Objective
Reproduce every line of the listing below, including the request lines, but increase each x and y coordinate in the answers by 68. Omit the pictures from your reproduction.

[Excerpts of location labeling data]
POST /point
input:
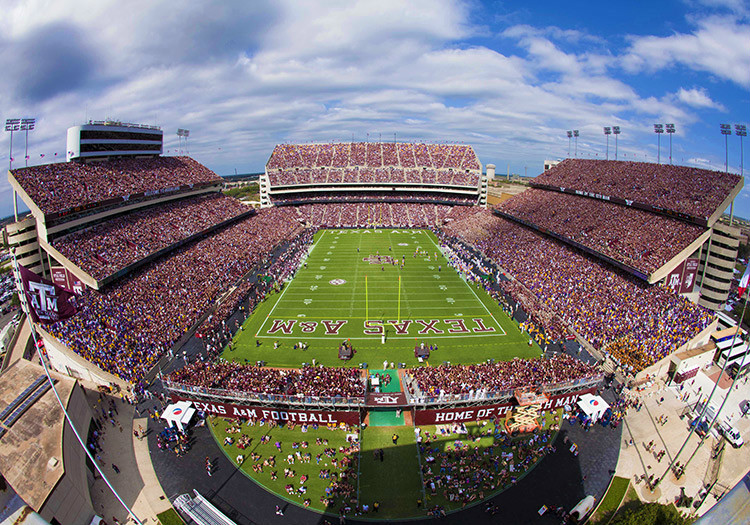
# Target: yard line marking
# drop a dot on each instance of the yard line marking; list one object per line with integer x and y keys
{"x": 472, "y": 291}
{"x": 286, "y": 288}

Output below
POST /point
input:
# Target: yard line marking
# drop a dot on each instance of the yard line marking; list one object per line with integer x and y keys
{"x": 540, "y": 359}
{"x": 354, "y": 356}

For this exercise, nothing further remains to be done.